WHAT IS EXPECTED. Quote the entries below from the line with "In this picture, where can the purple" through the line with "In this picture, where can the cut", both ends included, and only those lines.

DATA.

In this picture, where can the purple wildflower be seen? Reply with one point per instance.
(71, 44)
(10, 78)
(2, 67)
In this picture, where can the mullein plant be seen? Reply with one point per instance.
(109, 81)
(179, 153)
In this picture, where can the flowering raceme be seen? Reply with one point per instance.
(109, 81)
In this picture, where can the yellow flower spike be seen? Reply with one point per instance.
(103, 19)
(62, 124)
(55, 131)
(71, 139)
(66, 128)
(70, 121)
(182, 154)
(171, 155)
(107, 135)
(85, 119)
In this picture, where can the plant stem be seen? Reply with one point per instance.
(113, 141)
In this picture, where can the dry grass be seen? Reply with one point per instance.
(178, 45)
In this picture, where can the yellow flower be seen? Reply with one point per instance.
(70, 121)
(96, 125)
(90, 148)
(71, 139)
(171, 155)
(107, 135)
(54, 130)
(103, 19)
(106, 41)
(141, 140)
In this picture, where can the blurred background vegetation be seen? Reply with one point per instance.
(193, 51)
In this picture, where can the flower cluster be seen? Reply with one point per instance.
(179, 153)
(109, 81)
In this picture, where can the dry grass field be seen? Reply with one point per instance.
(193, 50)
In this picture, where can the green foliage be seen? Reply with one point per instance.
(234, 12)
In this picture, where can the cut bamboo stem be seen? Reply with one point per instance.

* * *

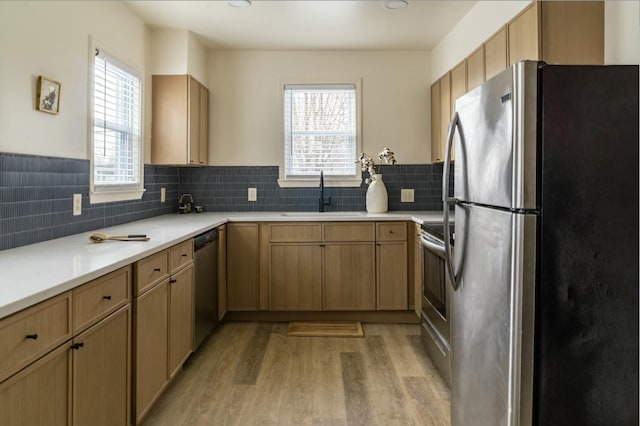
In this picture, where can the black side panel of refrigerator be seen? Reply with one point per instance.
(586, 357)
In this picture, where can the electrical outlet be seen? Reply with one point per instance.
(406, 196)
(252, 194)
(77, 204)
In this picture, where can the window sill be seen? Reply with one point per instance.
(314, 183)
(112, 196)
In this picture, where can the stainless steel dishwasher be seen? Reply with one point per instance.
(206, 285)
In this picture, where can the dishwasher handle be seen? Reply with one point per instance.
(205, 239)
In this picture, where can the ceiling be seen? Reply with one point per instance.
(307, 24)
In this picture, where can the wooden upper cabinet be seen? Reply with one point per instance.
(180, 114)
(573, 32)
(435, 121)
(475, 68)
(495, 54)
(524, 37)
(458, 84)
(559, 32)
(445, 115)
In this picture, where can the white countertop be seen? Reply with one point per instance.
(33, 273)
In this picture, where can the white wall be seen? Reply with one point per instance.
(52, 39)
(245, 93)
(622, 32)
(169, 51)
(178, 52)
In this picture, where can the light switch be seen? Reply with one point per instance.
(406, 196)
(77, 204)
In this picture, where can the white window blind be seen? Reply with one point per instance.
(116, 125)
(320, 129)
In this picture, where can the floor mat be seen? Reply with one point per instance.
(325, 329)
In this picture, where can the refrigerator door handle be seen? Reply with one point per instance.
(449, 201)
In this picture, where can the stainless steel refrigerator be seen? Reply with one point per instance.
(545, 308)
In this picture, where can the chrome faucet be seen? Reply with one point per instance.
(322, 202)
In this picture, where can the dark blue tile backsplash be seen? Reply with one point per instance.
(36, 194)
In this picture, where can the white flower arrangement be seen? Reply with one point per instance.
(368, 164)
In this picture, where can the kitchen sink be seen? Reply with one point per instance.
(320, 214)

SOLUTION BELOW.
In this picture, where can the purple wildflower be seen? Reply with one point per instance.
(71, 44)
(10, 78)
(2, 67)
In this picture, where can the mullein plant be seen? Reply with one point per instance.
(109, 81)
(179, 153)
In this picture, where can the flowering raceme be seen? Reply with one point per instance.
(109, 81)
In this picture, where can the yellow flower spike be seen? Reply with one point per instance.
(103, 19)
(62, 124)
(55, 131)
(71, 139)
(66, 128)
(70, 121)
(182, 154)
(171, 155)
(107, 135)
(85, 119)
In this picture, where can the plant stem be seen? Reply with one point per instance.
(113, 141)
In this picture, where can the dry grass be seen? Reply with one point per instance.
(178, 45)
In this picture, where can the yellow flower be seen? Reply with one point per instance.
(70, 121)
(96, 125)
(90, 148)
(71, 139)
(171, 155)
(107, 135)
(54, 130)
(103, 19)
(106, 41)
(141, 140)
In this picture, where can the blurred background vegetation be seen? Reply with one point per instance.
(193, 51)
In this picture, where can the flower cluster be seen? Reply with one point per instance.
(179, 153)
(109, 81)
In this picture, where can the dry grass field be seen? Reply with one point per instance.
(193, 50)
In this picture, where can the green foliage be seen? Reply with one point per instance.
(234, 12)
In this picture, where can the cut bamboo stem be seen? Reply with one point per instance.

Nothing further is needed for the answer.